Metin:
Hemen her konuda sabah akşam konuşan Erdoğan ‘İmralı’ ile ilgili ağzını açmadı. Hiçbir yorum ve değerlendirmede bulunmadı. İma dahi etmedi. Terör konusundaki ezberlerini tekrar etmekle yetindi. Muhalefetin önce Erdoğan’ın elini görmek istemesi son derece doğal. Çünkü Erdoğan’sız süreç yürütülemez. İrade sahibi ve inisiyatif alabilen, bağımsız bir Meclis olsaydı farklı olabilirdi. Meclis tamamen AKP’nin veya Erdoğan’ın etkisi altında. Bir noterden farksız…
Erdoğan DEM heyetiyle görüşmedi ama ortağı Bahçeli’yle bir araya geldi. Yine fotoğraf ve görüntü dışında açıklama yok. Ne konuştukları, anlaşıp anlaşamadıkları meçhul. İmralı, Suriye ve askeri operasyon Ankara’nın en sıcak konuları… 40 dakikalık görüşmenin bu mevzular etrafında döndüğünü tahmin etmek zor değil. Fakat sonuç ne oldu?

Sağlanan Bilgiler:
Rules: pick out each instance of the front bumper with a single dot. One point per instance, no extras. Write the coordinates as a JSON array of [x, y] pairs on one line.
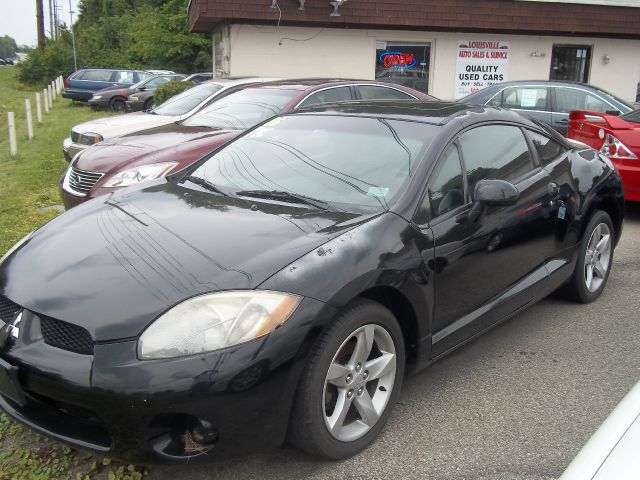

Yapılacak Görevler:
• 1. Metni iki cümleyle özetleyin.
• 2. Metne göre Erdoğan ile Bahçeli'nin görüşmesi kaç dakika sürdü?
• 3. Metinde "Hemen her konuda" sözlerini içeren yerden başlayıp "sonuç ne oldu?" sözlerinden sonra biten kısmı yeniden yazın ve bu kısımda "ortağı" yerine "müttefiki" koyarak güncelleyin.

Verilen Cevaplar:
• 1. Erdoğan, İmralı konusunda hiçbir yorum yapmadı ve terörle ilgili ezberlerini tekrarlamakla yetindi; muhalefetin önce onun tavrını görmek istemesi doğaldır, çünkü Meclis tamamen AKP'nin veya Erdoğan'ın etkisi altındadır. Erdoğan DEM heyetiyle görüşmedi ama Bahçeli'yle bir araya geldi; bu görüşmeden de fotoğraf ve görüntü dışında bir açıklama çıkmadı, ne konuşulduğu ise belli değil.

• 2. Görüşme 40 dakika sürdü.

• 3.
Hemen her konuda sabah akşam konuşan Erdoğan ‘İmralı’ ile ilgili ağzını açmadı. Hiçbir yorum ve değerlendirmede bulunmadı. İma dahi etmedi. Terör konusundaki ezberlerini tekrar etmekle yetindi. Muhalefetin önce Erdoğan’ın elini görmek istemesi son derece doğal. Çünkü Erdoğan’sız süreç yürütülemez. İrade sahibi ve inisiyatif alabilen, bağımsız bir Meclis olsaydı farklı olabilirdi. Meclis tamamen AKP’nin veya Erdoğan’ın etkisi altında. Bir noterden farksız…
Erdoğan DEM heyetiyle görüşmedi ama müttefiki Bahçeli’yle bir araya geldi. Yine fotoğraf ve görüntü dışında açıklama yok. Ne konuştukları, anlaşıp anlaşamadıkları meçhul. İmralı, Suriye ve askeri operasyon Ankara’nın en sıcak konuları… 40 dakikalık görüşmenin bu mevzular etrafında döndüğünü tahmin etmek zor değil. Fakat sonuç ne oldu?